START Provided passage

Worry about Who You Will BE, Not What You Will DO

Don’t worry so much about what you will DO.

Worry about who you will BE.

This wisdom was shared with me, according to my rather fuzzy recollection, by a professor in my doctorate program. But it was a classmate of mine who really reminded me of the words regularly.

In my early thirties, my professional path was unclear. Because I had an opportunity to earn a master’s while working at a university, I had a good bit of education, but very little actual experience in public education. My experience as a journalist had been important and eye-opening to me, but I worried that it was somehow “lost time” now that I had switched fields. I felt like I owed others an explanation for why my path to education wasn’t more direct.

Then, I had the chance to earn a doctorate – while I was working part-time and staying home with my two children, who were toddlers at the time. I worried a LOT about what going part-time might mean and whether I would really be able to transition back to the career I wanted. (I could, in case you were wondering. The worrying was unnecessary. Worrying tends to work that way, it seems.)

I also spent an absurd amount of time trying to make my doctorate make sense – to justify it in my mind, even though no one in my life was really demanding an explanation at all. I wanted it to make financial sense, and I worried about what it might look like if I never “reached the full potential” the degree and accompanying title represented.

My friend and doctoral classmate – a passionate, quirky middle school teacher with no aspirations of ever “moving up” into administration, reminded me of this advice often, and his reminders resonated with me.

My friend Bill taught me to worry more about who I wanted to BE, instead of just focusing on my next professional move. Bill was a master at BEING. We could all stand to learn from him, I suspect.

Unfortunately, that friend died suddenly a few days ago. And tonight, we had a simple online memorial service to honor his life. A small group of us (there were only 18 in our cohort) shared what Bill meant to us. We talked about his passion for teaching, for learning and for life. We found ourselves smiling as we recalled how much he enjoyed cooking and snazzy hats. And coffee shops. And asking questions just for the sake of finding answers – of seeking truth.

END Provided passage
START Provided records

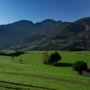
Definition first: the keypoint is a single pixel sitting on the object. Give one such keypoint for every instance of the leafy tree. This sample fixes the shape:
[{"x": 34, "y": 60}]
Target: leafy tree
[
  {"x": 54, "y": 58},
  {"x": 45, "y": 57}
]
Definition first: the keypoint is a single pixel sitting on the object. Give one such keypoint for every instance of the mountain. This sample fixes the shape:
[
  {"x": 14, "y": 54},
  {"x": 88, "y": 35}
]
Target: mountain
[
  {"x": 67, "y": 36},
  {"x": 18, "y": 34}
]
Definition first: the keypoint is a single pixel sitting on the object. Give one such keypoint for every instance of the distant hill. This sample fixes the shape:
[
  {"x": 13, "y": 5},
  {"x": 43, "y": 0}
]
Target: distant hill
[
  {"x": 67, "y": 36},
  {"x": 46, "y": 35},
  {"x": 18, "y": 34}
]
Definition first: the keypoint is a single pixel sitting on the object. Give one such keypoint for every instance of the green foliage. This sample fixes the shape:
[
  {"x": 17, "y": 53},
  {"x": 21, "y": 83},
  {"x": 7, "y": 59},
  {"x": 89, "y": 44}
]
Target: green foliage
[
  {"x": 32, "y": 65},
  {"x": 53, "y": 58}
]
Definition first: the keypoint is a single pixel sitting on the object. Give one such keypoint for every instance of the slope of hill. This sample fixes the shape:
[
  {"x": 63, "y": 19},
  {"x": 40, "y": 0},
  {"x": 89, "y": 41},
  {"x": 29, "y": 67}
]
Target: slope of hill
[
  {"x": 23, "y": 32},
  {"x": 67, "y": 36}
]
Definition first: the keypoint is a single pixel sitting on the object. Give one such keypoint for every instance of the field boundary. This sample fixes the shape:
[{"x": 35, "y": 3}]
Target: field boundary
[
  {"x": 51, "y": 78},
  {"x": 26, "y": 85}
]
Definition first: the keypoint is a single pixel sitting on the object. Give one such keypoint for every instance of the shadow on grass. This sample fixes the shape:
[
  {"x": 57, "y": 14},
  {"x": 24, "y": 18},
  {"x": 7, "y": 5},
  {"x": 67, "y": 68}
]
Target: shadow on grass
[{"x": 63, "y": 65}]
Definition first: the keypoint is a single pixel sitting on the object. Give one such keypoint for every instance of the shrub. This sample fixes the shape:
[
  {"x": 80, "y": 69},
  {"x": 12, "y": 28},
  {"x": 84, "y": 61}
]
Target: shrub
[{"x": 54, "y": 58}]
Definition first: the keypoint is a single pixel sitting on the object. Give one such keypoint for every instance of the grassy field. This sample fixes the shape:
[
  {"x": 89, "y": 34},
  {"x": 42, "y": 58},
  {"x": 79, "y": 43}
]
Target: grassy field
[{"x": 28, "y": 69}]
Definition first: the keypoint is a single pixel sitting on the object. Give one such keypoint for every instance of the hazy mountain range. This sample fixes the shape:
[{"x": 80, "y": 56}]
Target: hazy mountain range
[{"x": 46, "y": 35}]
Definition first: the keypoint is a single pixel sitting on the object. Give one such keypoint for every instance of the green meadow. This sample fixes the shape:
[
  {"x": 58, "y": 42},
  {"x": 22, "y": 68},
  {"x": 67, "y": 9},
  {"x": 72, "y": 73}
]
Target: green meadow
[{"x": 29, "y": 69}]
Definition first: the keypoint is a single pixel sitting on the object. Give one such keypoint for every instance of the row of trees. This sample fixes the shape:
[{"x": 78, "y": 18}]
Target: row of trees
[
  {"x": 55, "y": 57},
  {"x": 52, "y": 59}
]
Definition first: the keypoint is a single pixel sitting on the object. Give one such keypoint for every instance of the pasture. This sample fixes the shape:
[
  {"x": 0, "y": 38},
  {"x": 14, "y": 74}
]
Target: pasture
[{"x": 28, "y": 72}]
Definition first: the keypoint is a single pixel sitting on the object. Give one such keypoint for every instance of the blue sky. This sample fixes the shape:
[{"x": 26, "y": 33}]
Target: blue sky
[{"x": 38, "y": 10}]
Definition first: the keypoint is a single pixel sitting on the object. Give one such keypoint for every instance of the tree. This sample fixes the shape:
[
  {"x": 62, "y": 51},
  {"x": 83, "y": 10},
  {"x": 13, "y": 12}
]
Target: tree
[
  {"x": 80, "y": 66},
  {"x": 54, "y": 58},
  {"x": 45, "y": 57}
]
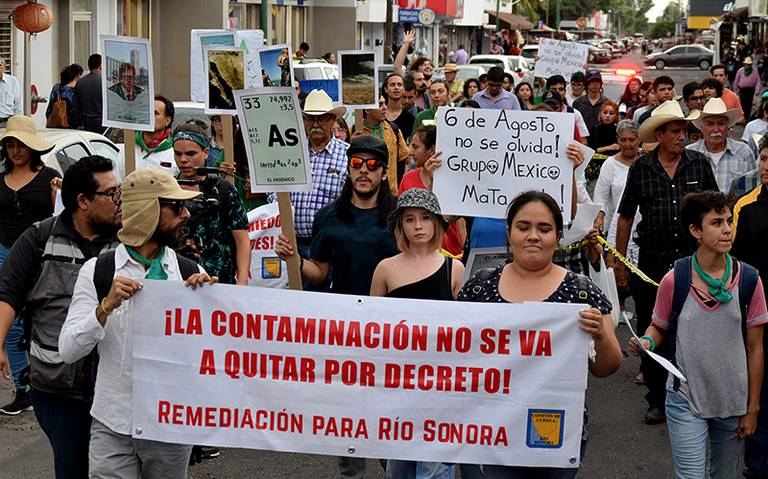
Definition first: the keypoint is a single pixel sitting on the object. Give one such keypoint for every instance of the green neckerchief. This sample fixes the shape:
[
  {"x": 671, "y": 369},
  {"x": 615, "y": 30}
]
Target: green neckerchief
[
  {"x": 155, "y": 270},
  {"x": 166, "y": 144},
  {"x": 717, "y": 287},
  {"x": 376, "y": 131}
]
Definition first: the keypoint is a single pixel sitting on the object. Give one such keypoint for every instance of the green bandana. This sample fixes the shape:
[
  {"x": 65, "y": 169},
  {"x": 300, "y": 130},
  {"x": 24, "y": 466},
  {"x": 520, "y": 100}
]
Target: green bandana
[
  {"x": 155, "y": 270},
  {"x": 717, "y": 287},
  {"x": 166, "y": 144}
]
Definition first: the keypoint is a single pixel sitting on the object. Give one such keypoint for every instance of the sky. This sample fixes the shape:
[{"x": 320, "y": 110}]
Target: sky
[{"x": 656, "y": 10}]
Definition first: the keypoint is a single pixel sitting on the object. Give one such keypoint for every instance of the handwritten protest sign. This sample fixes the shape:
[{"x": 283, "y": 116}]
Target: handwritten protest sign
[
  {"x": 276, "y": 144},
  {"x": 557, "y": 57},
  {"x": 359, "y": 376},
  {"x": 490, "y": 156}
]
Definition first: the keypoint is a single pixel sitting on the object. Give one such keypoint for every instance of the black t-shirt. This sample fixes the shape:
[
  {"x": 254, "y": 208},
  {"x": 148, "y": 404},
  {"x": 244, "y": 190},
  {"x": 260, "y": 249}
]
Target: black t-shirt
[
  {"x": 353, "y": 249},
  {"x": 405, "y": 123},
  {"x": 31, "y": 203}
]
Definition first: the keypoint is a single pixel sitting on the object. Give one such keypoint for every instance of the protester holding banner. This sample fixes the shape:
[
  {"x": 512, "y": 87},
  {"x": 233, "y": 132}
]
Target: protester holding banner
[
  {"x": 153, "y": 216},
  {"x": 709, "y": 301},
  {"x": 423, "y": 151},
  {"x": 218, "y": 232},
  {"x": 655, "y": 186},
  {"x": 534, "y": 227},
  {"x": 418, "y": 272},
  {"x": 41, "y": 284}
]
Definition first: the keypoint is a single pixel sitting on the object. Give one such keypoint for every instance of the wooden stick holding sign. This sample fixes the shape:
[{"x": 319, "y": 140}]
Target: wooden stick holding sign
[
  {"x": 129, "y": 137},
  {"x": 229, "y": 145},
  {"x": 278, "y": 156}
]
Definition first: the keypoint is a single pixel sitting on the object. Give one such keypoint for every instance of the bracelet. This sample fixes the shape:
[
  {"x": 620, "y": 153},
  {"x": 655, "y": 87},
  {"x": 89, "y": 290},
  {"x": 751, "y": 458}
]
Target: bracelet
[
  {"x": 650, "y": 340},
  {"x": 103, "y": 308}
]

END Provided records

Questions to answer –
**1.** According to the essay, what were all the things Bill had a passion for, as described at his memorial?
**2.** Copy out the part of the essay starting with "My friend and" and going on through "resonated with me.".

Your responses –
**1.** Teaching, learning, and life.

**2.**
My friend and doctoral classmate – a passionate, quirky middle school teacher with no aspirations of ever “moving up” into administration, reminded me of this advice often, and his reminders resonated with me.